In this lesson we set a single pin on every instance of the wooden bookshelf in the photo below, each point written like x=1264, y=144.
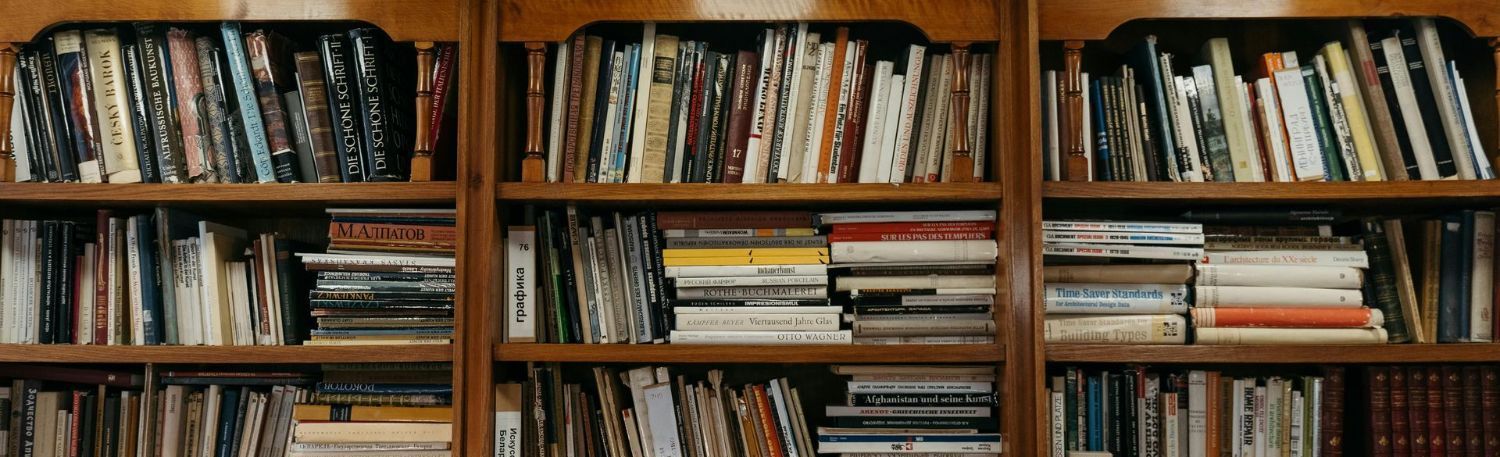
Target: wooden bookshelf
x=92, y=354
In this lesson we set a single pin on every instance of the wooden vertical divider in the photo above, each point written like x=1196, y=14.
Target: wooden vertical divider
x=531, y=167
x=962, y=170
x=422, y=155
x=1076, y=167
x=8, y=87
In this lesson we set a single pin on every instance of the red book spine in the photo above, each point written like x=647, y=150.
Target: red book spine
x=909, y=237
x=1380, y=409
x=740, y=116
x=1436, y=420
x=1416, y=409
x=1332, y=418
x=1452, y=411
x=854, y=122
x=1473, y=417
x=732, y=219
x=912, y=227
x=1490, y=403
x=1400, y=421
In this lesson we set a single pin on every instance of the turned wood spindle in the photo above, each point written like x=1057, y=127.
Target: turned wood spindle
x=962, y=170
x=6, y=107
x=422, y=153
x=531, y=167
x=1076, y=168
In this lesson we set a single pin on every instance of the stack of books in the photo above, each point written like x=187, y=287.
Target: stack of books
x=159, y=277
x=1118, y=282
x=647, y=411
x=749, y=277
x=806, y=104
x=185, y=104
x=929, y=409
x=1142, y=411
x=915, y=276
x=377, y=408
x=387, y=279
x=1383, y=104
x=1254, y=288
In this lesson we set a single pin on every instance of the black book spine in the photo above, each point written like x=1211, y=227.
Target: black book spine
x=387, y=134
x=66, y=258
x=57, y=114
x=156, y=80
x=344, y=105
x=140, y=114
x=1403, y=140
x=1427, y=102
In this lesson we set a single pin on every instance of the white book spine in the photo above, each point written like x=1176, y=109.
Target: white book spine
x=761, y=337
x=875, y=122
x=1481, y=316
x=1115, y=298
x=1277, y=297
x=1329, y=277
x=1410, y=113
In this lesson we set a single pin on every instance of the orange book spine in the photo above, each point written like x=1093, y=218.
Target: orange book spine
x=1284, y=318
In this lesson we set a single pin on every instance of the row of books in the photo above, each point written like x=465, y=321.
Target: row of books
x=752, y=277
x=159, y=277
x=1385, y=104
x=1142, y=411
x=65, y=411
x=809, y=105
x=387, y=277
x=185, y=104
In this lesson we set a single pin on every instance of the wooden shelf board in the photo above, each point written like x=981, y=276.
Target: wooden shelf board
x=404, y=20
x=222, y=354
x=750, y=194
x=1452, y=192
x=747, y=354
x=941, y=20
x=227, y=195
x=1299, y=354
x=1062, y=20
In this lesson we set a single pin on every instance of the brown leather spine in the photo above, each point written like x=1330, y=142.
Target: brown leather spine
x=962, y=170
x=6, y=107
x=1400, y=421
x=1076, y=168
x=531, y=167
x=1380, y=387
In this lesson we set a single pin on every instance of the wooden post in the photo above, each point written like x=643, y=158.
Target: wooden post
x=422, y=153
x=962, y=170
x=6, y=107
x=1076, y=165
x=531, y=167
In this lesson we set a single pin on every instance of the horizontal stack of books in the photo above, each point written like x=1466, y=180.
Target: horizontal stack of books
x=915, y=277
x=1385, y=104
x=647, y=411
x=1254, y=288
x=927, y=409
x=188, y=104
x=807, y=105
x=1142, y=411
x=749, y=277
x=368, y=409
x=1118, y=282
x=387, y=279
x=161, y=277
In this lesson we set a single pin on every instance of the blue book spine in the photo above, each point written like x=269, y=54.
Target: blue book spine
x=1095, y=415
x=1449, y=304
x=228, y=408
x=150, y=285
x=249, y=107
x=1101, y=150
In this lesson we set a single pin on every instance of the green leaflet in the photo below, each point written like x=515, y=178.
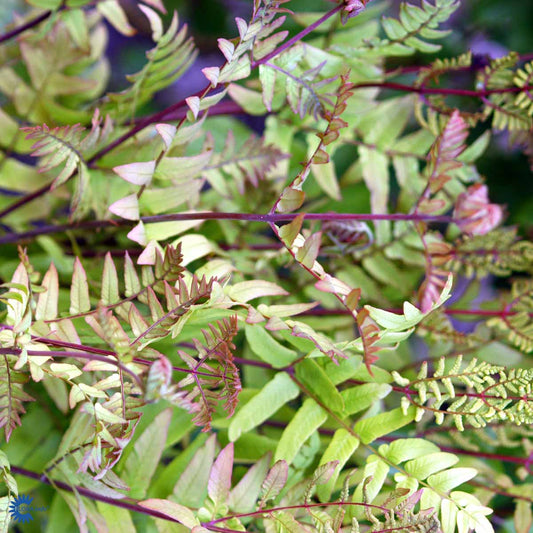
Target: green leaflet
x=265, y=403
x=369, y=429
x=267, y=348
x=304, y=423
x=317, y=381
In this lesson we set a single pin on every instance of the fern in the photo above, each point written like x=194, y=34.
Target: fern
x=173, y=54
x=498, y=395
x=68, y=145
x=499, y=252
x=12, y=396
x=416, y=25
x=518, y=325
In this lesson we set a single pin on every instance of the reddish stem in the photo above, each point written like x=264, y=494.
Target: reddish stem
x=297, y=37
x=249, y=217
x=437, y=90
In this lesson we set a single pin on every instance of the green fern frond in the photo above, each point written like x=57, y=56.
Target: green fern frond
x=173, y=54
x=68, y=146
x=498, y=394
x=12, y=395
x=518, y=324
x=414, y=28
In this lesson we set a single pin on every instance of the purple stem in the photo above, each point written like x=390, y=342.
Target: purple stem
x=250, y=217
x=130, y=504
x=24, y=27
x=297, y=37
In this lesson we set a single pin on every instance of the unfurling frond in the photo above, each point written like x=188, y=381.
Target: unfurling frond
x=517, y=321
x=499, y=252
x=250, y=162
x=173, y=54
x=12, y=395
x=415, y=27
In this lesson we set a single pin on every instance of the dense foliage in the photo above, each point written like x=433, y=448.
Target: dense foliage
x=321, y=325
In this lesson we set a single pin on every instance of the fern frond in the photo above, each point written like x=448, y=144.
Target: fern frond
x=68, y=146
x=508, y=110
x=498, y=394
x=173, y=54
x=301, y=88
x=518, y=327
x=524, y=77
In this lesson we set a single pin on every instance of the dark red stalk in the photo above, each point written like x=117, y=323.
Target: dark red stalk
x=249, y=217
x=297, y=37
x=437, y=90
x=24, y=27
x=180, y=109
x=129, y=503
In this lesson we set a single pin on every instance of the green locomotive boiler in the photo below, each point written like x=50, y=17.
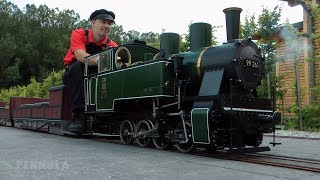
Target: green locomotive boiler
x=205, y=97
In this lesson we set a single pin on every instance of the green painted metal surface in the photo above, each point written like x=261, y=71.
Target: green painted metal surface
x=147, y=80
x=200, y=127
x=93, y=91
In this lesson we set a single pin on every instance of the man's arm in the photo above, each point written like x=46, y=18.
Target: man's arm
x=81, y=54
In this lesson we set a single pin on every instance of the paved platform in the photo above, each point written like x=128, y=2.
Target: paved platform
x=26, y=155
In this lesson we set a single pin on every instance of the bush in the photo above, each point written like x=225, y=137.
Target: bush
x=310, y=118
x=34, y=89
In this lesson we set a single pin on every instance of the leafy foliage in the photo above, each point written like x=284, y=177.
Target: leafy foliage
x=34, y=88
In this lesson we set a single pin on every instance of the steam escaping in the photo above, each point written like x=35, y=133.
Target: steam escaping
x=293, y=42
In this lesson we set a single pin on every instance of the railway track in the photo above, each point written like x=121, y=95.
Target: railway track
x=296, y=163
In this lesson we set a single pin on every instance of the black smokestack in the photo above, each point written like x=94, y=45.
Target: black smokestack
x=232, y=22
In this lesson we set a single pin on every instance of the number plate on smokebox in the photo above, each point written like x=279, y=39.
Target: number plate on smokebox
x=251, y=63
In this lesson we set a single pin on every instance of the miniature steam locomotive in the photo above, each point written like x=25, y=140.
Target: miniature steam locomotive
x=205, y=97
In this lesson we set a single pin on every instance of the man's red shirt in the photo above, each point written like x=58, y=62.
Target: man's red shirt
x=78, y=41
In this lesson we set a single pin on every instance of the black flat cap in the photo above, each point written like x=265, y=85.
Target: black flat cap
x=102, y=14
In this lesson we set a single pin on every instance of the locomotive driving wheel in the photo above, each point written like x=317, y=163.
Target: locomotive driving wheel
x=142, y=127
x=126, y=127
x=161, y=142
x=189, y=145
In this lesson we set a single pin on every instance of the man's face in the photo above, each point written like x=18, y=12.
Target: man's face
x=101, y=27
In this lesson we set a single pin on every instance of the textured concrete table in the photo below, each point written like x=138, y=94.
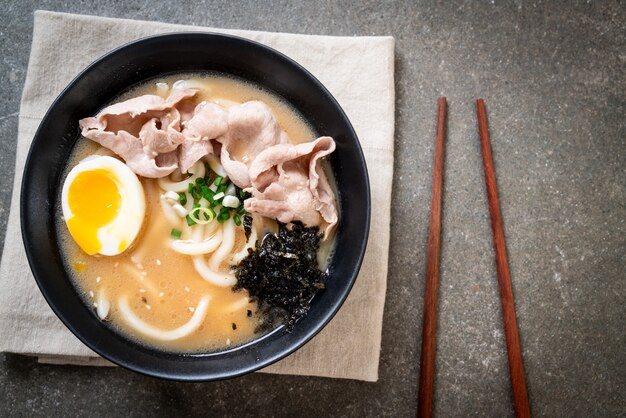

==========

## EXERCISE TASK
Print all of the material above again word for word, leaving out the pictures.

## THE RESULT
In this lesson we set a single pin on every instance of the wooden bookshelf in the photo below, each point written like x=1264, y=144.
Target: wooden bookshelf
x=92, y=354
In this lesson we set a single pin on every instance of the wooden vertical divider in the photo above, each point written like x=1196, y=14.
Target: wooden vertical divider
x=531, y=167
x=962, y=170
x=422, y=155
x=1076, y=167
x=8, y=87
In this lesson we set a single pin on every instance of the red book spine in the photo above, each point written like x=647, y=150.
Target: red book spine
x=909, y=237
x=1380, y=409
x=740, y=116
x=1436, y=420
x=1416, y=409
x=1332, y=418
x=1452, y=411
x=854, y=122
x=1473, y=417
x=732, y=219
x=912, y=227
x=1490, y=403
x=1400, y=421
In this lesson we set a single pin on every instance of the turned wood spindle in the photo above, each point written like x=1057, y=127.
Target: turned wood spindle
x=962, y=170
x=6, y=107
x=422, y=153
x=531, y=167
x=1076, y=168
In this lesson we set a single pin on every instance of the stack of books in the photo above, each point written like x=187, y=287.
Target: stack of books
x=159, y=277
x=1118, y=282
x=647, y=411
x=749, y=277
x=806, y=104
x=185, y=104
x=929, y=409
x=1142, y=411
x=915, y=276
x=377, y=408
x=387, y=279
x=1383, y=104
x=1254, y=288
In this lesson we set a single pin on every instance of the black book spine in the photo above, each point written like x=1211, y=227.
Target: black book spine
x=387, y=134
x=66, y=258
x=57, y=114
x=156, y=80
x=344, y=105
x=140, y=114
x=1403, y=140
x=1427, y=102
In this lesson we set a single pin on every instance of the white book spine in the photo above, each point written like x=1176, y=109.
Target: white book spine
x=761, y=337
x=875, y=122
x=1481, y=316
x=1115, y=298
x=1277, y=297
x=1329, y=277
x=1410, y=113
In this lesson we set a single pin on every instance of the orange book spine in the photo above, each point written like x=1093, y=218.
Target: orange book spine
x=1284, y=318
In this lesson we set a single pin on every instance of the row of books in the photo above, each point written like x=465, y=321.
Target: row of books
x=752, y=277
x=159, y=277
x=1385, y=104
x=1142, y=411
x=65, y=411
x=809, y=105
x=387, y=277
x=185, y=104
In this lesson we set a single pin on every instance of the wooden shelf board in the photo above, each point written like x=981, y=276.
Target: wooden shelf board
x=404, y=20
x=222, y=354
x=750, y=194
x=1452, y=192
x=747, y=354
x=941, y=20
x=227, y=195
x=1299, y=354
x=1062, y=20
In this lesson we set a single pin on every instance of the brown leather spine in the photo above, each point written like x=1330, y=142.
Target: brown leather spine
x=962, y=170
x=6, y=107
x=1400, y=421
x=1076, y=168
x=531, y=167
x=1380, y=387
In this lesson we set a single pin on every instance of the wooden post in the photo above, each point written like x=643, y=158.
Target: wooden post
x=422, y=153
x=962, y=170
x=6, y=107
x=1076, y=165
x=531, y=167
In this lesson we set a single pin on every instance of the horizontal stack of books in the photo above, each point written like x=1466, y=180.
Target: horizontal stack of books
x=915, y=277
x=1385, y=104
x=647, y=411
x=1254, y=288
x=927, y=409
x=188, y=104
x=807, y=105
x=1142, y=411
x=749, y=277
x=368, y=409
x=1118, y=282
x=387, y=279
x=161, y=277
In this lesson we set a single pin on every instance of the blue book spine in the photo above, each point written like x=269, y=54.
Target: blue book spine
x=1095, y=415
x=1449, y=304
x=228, y=408
x=150, y=285
x=249, y=107
x=1101, y=150
In this lesson we set a single pin on every instance of the green leaflet in the photo below, each point written like x=515, y=178.
Target: green leaflet
x=265, y=403
x=369, y=429
x=267, y=348
x=304, y=423
x=317, y=381
In this lesson we set a single pin on every instance of the fern in the photo above, each point written like x=194, y=34.
Target: fern
x=173, y=54
x=498, y=395
x=68, y=145
x=499, y=252
x=12, y=396
x=416, y=25
x=518, y=325
In this lesson we set a single pin on every instance of the reddish stem in the photo above, each point written like x=264, y=494.
Target: reddish stem
x=297, y=37
x=249, y=217
x=437, y=90
In this lesson we set a single pin on every instance of the green fern frond in the photo above, each point written like x=57, y=56.
Target: green fern frond
x=173, y=54
x=68, y=146
x=498, y=394
x=12, y=395
x=518, y=324
x=414, y=28
In this lesson we set a single pin on every instance of the purple stem in the photo above, each point written like x=390, y=342.
Target: purple stem
x=250, y=217
x=130, y=504
x=24, y=27
x=297, y=37
In this lesson we set a single pin on every instance of the unfurling frond in the photo above, each point written like x=188, y=381.
Target: unfurling frond
x=517, y=321
x=499, y=252
x=250, y=162
x=173, y=54
x=12, y=395
x=415, y=27
In this lesson we set a single pin on every instance of the dense foliage in the photo above, each point written like x=433, y=448.
Target: dense foliage
x=321, y=325
In this lesson we set a single pin on every instance of the fern frond in the photo above, each point written like x=448, y=144.
Target: fern frond
x=68, y=146
x=508, y=110
x=498, y=394
x=173, y=54
x=301, y=88
x=518, y=327
x=524, y=77
In this lesson we set a single pin on every instance of the dark red stalk in the photo above, each point written like x=117, y=323.
Target: dark red stalk
x=249, y=217
x=297, y=37
x=437, y=90
x=24, y=27
x=180, y=109
x=129, y=503
In this lesson we set a single pin on every instance of the green locomotive boiler in the photo below, each point written like x=50, y=17.
Target: green locomotive boiler
x=205, y=97
In this lesson we set a single pin on every instance of the green painted metal surface in the photo above, each point written like x=261, y=71.
Target: green painted metal surface
x=147, y=80
x=200, y=127
x=93, y=91
In this lesson we set a single pin on every instance of the man's arm in the photo above, each point written like x=46, y=18.
Target: man's arm
x=81, y=54
In this lesson we set a single pin on every instance of the paved platform in the photo above, each point written like x=128, y=2.
Target: paved platform
x=26, y=155
In this lesson we set a single pin on every instance of the bush in the photo above, each point written like x=225, y=137.
Target: bush
x=310, y=118
x=34, y=89
In this lesson we set a single pin on every instance of the leafy foliage in the photo above, each point written like x=284, y=177.
Target: leafy foliage
x=34, y=88
In this lesson we set a single pin on every instance of the steam escaping in the photo above, each point written like x=35, y=133.
Target: steam escaping
x=293, y=42
In this lesson we set a single pin on every instance of the railway track in the photo above, each point written like x=121, y=95.
Target: railway track
x=296, y=163
In this lesson we set a single pin on every instance of the black smokestack in the photo above, each point written like x=94, y=45.
Target: black smokestack
x=232, y=22
In this lesson we set a single pin on every instance of the number plate on smokebox in the photo above, each point written like x=279, y=39.
Target: number plate on smokebox
x=251, y=63
In this lesson we set a single pin on every instance of the miniature steam locomotive in the photo above, each point written like x=25, y=140.
Target: miniature steam locomotive
x=205, y=97
In this lesson we set a single pin on every instance of the man's red shirt in the photo above, each point written like x=58, y=62.
Target: man's red shirt
x=78, y=41
In this lesson we set a single pin on every instance of the black flat cap in the photo above, each point written like x=265, y=85.
Target: black flat cap
x=102, y=14
In this lesson we set a single pin on every instance of the locomotive driving wheel in the photo above, each point written like x=317, y=163.
Target: locomotive driving wheel
x=142, y=127
x=126, y=127
x=161, y=142
x=189, y=145
In this lesson we set a single pin on every instance of the man's face in the photo above, each point written like x=18, y=12.
Target: man's face
x=101, y=27
In this lesson we set a single pin on every instance of the textured concrete table in the photo below, each point written like x=138, y=94.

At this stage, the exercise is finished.